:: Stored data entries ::
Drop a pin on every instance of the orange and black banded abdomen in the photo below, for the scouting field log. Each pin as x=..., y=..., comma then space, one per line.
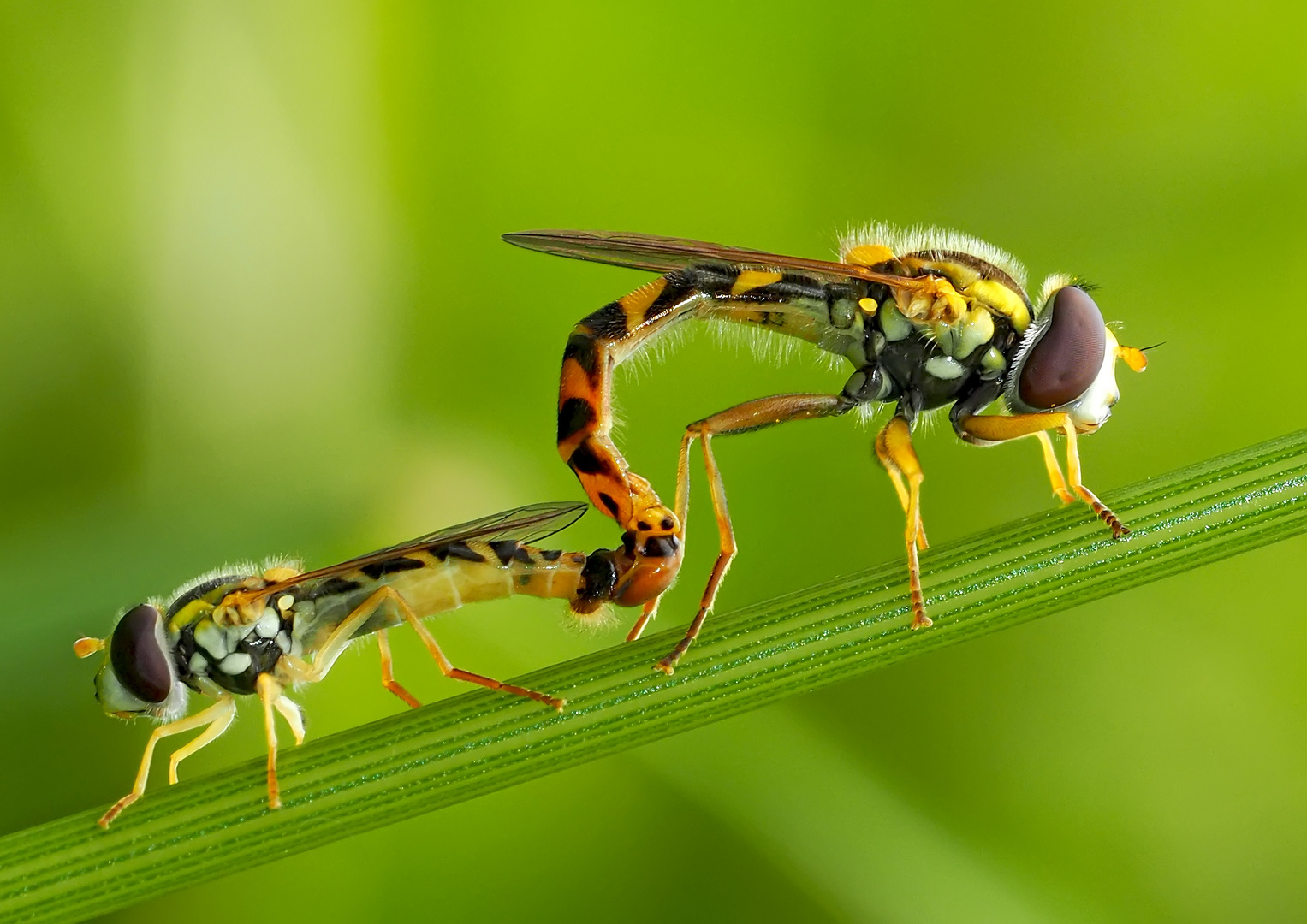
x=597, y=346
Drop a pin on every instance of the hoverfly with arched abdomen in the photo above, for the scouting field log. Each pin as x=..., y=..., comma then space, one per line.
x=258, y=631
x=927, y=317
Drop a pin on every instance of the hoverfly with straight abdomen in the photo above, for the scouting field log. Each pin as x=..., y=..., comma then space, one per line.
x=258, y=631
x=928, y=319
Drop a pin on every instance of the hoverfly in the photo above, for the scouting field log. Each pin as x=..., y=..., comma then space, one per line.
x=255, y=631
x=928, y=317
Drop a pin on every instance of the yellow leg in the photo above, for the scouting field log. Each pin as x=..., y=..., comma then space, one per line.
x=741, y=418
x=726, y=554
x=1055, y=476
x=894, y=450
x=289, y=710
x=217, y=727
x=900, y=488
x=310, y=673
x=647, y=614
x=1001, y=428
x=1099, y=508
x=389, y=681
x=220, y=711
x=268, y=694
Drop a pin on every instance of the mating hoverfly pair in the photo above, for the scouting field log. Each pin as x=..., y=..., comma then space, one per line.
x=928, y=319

:: Brief ::
Copy all of the data above verbatim, leaving the pictures out.

:: Solved problem ::
Drop a pin on every instance of the orange and black banded abdomen in the photo below, for the scouting field log. Each pin as x=..., y=..., comma then space, one per line.
x=597, y=346
Drop a pin on every instance of the hoverfly with arched abdomen in the photo above, for the scouting field log. Each pin as x=..., y=..., comma then space, one per line.
x=258, y=631
x=927, y=317
Drop a pin on every instance of the hoverfly with straight abdomen in the photo above, for the scouting field log. Each pin as x=..., y=..., comma then space, one per line.
x=258, y=631
x=928, y=319
Drop a pin on every instance of the hoverfly in the photo above, for the scouting field log. Each pin as x=..., y=..., comma then space, one per line.
x=255, y=631
x=928, y=317
Drop a pin on every instance of the yellow leg in the photo above, for the scouting field log. Each pin as x=..., y=..., comma then space, one per line.
x=741, y=418
x=726, y=554
x=1055, y=476
x=894, y=450
x=289, y=710
x=217, y=727
x=900, y=488
x=310, y=673
x=647, y=614
x=1001, y=428
x=1099, y=508
x=389, y=681
x=220, y=711
x=268, y=694
Drop a pin on every instance of the mating hoverfly pair in the photo above, for the scouting field log. Each pin as x=..., y=..., comma then space, one per line.
x=928, y=319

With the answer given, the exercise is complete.